> [Assigned task] Find the string "instance" in the listing and report every line that has it.

====

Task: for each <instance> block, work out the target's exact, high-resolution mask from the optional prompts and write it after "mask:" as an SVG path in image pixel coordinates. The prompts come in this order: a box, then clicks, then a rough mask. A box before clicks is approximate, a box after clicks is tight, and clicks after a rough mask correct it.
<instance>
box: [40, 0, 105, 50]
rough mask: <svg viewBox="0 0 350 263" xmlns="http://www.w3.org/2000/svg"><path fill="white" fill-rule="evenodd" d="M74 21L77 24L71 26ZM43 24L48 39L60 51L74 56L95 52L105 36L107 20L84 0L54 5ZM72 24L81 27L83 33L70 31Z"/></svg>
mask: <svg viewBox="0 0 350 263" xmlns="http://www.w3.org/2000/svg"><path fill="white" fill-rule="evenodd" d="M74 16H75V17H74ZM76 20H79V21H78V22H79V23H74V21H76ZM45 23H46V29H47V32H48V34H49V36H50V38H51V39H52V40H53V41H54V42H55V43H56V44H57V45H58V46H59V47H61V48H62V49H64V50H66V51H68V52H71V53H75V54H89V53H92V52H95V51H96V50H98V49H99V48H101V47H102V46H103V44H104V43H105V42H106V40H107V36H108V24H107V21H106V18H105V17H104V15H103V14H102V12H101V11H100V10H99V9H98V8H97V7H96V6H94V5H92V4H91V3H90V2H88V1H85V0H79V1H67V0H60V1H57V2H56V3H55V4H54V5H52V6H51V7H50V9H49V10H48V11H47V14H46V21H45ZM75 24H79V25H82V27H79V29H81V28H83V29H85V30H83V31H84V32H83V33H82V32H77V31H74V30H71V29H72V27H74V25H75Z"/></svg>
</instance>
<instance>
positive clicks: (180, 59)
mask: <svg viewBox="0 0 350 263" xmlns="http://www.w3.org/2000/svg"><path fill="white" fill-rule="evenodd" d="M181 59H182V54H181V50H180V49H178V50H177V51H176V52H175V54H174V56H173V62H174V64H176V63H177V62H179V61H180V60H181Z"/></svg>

====

> [Reply]
Task: for each <instance> block, work out the target's exact, high-resolution mask from the optional prompts and write it after "mask:" as an SVG path in image pixel coordinates. The prompts come in this order: a box, then clicks, then a rough mask. A box before clicks is approximate, a box after clicks is tight, and clicks after a rough mask correct it.
<instance>
</instance>
<instance>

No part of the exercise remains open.